• **WHAT IS NEEDED**: All that is needed is an exact copy of the lines from the beginning of the data below through the line containing "105 70 L 88", minus the pictures.

══ AVAILABLE DATA ══

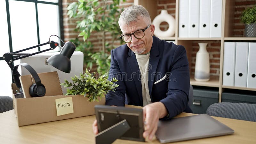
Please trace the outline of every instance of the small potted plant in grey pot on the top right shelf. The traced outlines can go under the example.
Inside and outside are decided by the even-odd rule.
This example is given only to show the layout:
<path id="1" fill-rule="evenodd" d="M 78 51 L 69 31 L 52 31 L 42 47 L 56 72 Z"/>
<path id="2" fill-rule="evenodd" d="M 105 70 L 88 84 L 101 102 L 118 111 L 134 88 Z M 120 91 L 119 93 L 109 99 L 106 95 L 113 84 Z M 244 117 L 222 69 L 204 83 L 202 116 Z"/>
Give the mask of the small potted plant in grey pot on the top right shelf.
<path id="1" fill-rule="evenodd" d="M 256 37 L 256 6 L 242 12 L 241 21 L 245 24 L 244 36 Z"/>

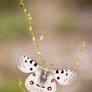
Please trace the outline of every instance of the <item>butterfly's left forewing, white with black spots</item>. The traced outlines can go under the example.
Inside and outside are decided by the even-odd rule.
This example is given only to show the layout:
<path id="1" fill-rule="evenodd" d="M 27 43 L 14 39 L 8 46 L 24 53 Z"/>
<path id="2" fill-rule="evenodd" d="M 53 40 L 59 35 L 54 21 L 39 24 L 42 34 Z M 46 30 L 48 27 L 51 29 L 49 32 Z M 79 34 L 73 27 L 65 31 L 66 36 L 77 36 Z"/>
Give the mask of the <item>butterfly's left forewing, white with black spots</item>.
<path id="1" fill-rule="evenodd" d="M 24 73 L 31 73 L 37 70 L 39 65 L 28 56 L 21 56 L 18 62 L 18 68 Z"/>

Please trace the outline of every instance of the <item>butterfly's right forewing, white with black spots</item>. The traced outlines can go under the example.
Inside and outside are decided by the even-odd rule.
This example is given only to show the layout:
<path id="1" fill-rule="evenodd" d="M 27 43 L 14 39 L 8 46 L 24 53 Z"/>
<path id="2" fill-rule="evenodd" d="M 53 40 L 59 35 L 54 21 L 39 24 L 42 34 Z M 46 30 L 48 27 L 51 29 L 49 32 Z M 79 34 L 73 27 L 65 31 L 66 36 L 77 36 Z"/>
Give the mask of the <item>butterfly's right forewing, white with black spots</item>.
<path id="1" fill-rule="evenodd" d="M 54 77 L 60 85 L 71 84 L 72 81 L 76 78 L 76 73 L 71 70 L 53 70 Z"/>

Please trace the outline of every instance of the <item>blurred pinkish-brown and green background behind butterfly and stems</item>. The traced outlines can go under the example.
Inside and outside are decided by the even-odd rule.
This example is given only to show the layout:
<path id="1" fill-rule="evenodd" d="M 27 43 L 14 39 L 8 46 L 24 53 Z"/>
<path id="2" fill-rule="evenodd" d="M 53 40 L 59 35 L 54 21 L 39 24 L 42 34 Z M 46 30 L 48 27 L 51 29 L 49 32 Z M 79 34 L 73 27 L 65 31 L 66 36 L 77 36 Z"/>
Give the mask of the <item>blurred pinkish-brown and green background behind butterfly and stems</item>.
<path id="1" fill-rule="evenodd" d="M 24 0 L 31 11 L 33 31 L 49 69 L 72 69 L 83 40 L 87 47 L 78 65 L 77 79 L 57 92 L 92 92 L 92 0 Z M 41 64 L 18 0 L 0 0 L 0 92 L 21 92 L 28 74 L 17 69 L 21 55 Z"/>

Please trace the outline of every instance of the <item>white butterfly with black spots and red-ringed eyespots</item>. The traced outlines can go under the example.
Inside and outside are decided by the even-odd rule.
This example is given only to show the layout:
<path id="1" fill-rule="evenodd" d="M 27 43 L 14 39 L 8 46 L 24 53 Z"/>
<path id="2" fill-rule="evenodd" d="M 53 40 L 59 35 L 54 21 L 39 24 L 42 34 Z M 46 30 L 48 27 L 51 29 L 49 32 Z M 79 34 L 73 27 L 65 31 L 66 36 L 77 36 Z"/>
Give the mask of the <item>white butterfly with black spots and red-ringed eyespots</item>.
<path id="1" fill-rule="evenodd" d="M 27 56 L 20 57 L 18 68 L 24 73 L 31 73 L 25 81 L 25 86 L 30 92 L 55 92 L 55 80 L 60 85 L 68 85 L 76 77 L 76 73 L 71 70 L 42 68 Z"/>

═══

• **RESULT FOR THIS EXERCISE**:
Please trace the outline of every instance of the small potted plant in grey pot on the top right shelf. The traced outlines can go under the example.
Inside and outside are decided by the even-odd rule.
This example is given only to show the layout:
<path id="1" fill-rule="evenodd" d="M 78 51 L 69 31 L 52 31 L 42 47 L 56 72 Z"/>
<path id="2" fill-rule="evenodd" d="M 105 70 L 88 84 L 101 102 L 118 111 L 134 88 Z M 120 91 L 119 93 L 109 99 L 106 95 L 113 84 Z M 244 117 L 222 69 L 204 83 L 202 116 Z"/>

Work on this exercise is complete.